With diversification, we do not need to decisively resolve all of the big questions before acting. Will there be a slow takeoff, or will AI go foom? Are the implicit biases in SGD beneficial to us, or will they work against us? Should we create AI to pursue a positive direction, or should we just try to maximize control to prevent it from taking over? So long as answers to these questions are not highly negatively correlated, we can diversify our bets and support several lines of research. Additionally, research can help resolve these questions and can inform which future research should be included in the overall portfolio. Seeing value in diversification saves researchers from spending their time articulating their tacit knowledge and highly technical intuitions to win the court of public opinion, as perhaps the question cannot be resolved until later. Diversification makes researchers less at odds with each other and lets them get on with their work, and it reduces our exposure to risks from incorrect assumptions.

Diversification does not mean that one should not be discretionary about ideas. Some ideas, including those commonly pursued in academia and industry, may not be at all useful to x-risk, even if they are portrayed that way. Just because variables interact nonlinearly does not mean that resources should be devoted to a variable that is not connected with the problem.

In addition, individuals do not necessarily need to have a diverse portfolio. There is a benefit to specialization, and so individuals may be better off choosing a single area where they are likely to reach the tail of impact through specialization. However, if everyone individually focused on what they viewed as the most important area of research overall, and their judgments on this were highly correlated, we would see a concentration of research into only a few areas. This would lead to problems, because even if these areas are the most important, they should not be single-mindedly pursued to the neglect of all other interventions.

Data extract:
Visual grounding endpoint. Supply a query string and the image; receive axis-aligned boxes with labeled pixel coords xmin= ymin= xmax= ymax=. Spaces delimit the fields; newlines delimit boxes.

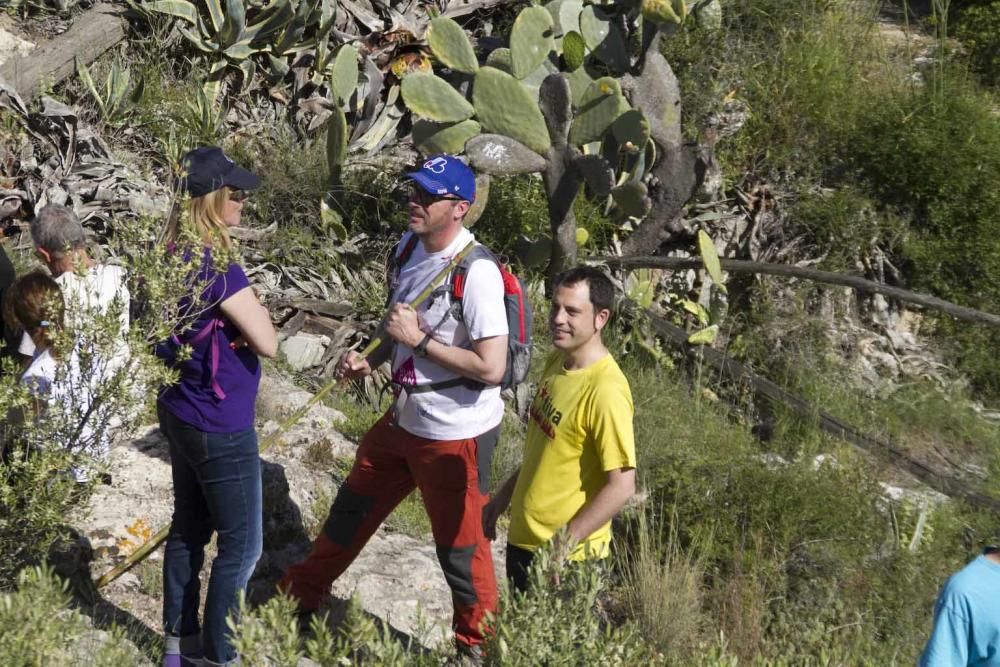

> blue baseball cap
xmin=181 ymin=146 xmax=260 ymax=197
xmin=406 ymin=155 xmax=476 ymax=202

What the exercise asks: Rewrite the passage on diversifying research from "Diversification does not" up to and including "with the problem.", with "discretionary" changed to "selective".

Finished task:
Diversification does not mean that one should not be selective about ideas. Some ideas, including those commonly pursued in academia and industry, may not be at all useful to x-risk, even if they are portrayed that way. Just because variables interact nonlinearly does not mean that resources should be devoted to a variable that is not connected with the problem.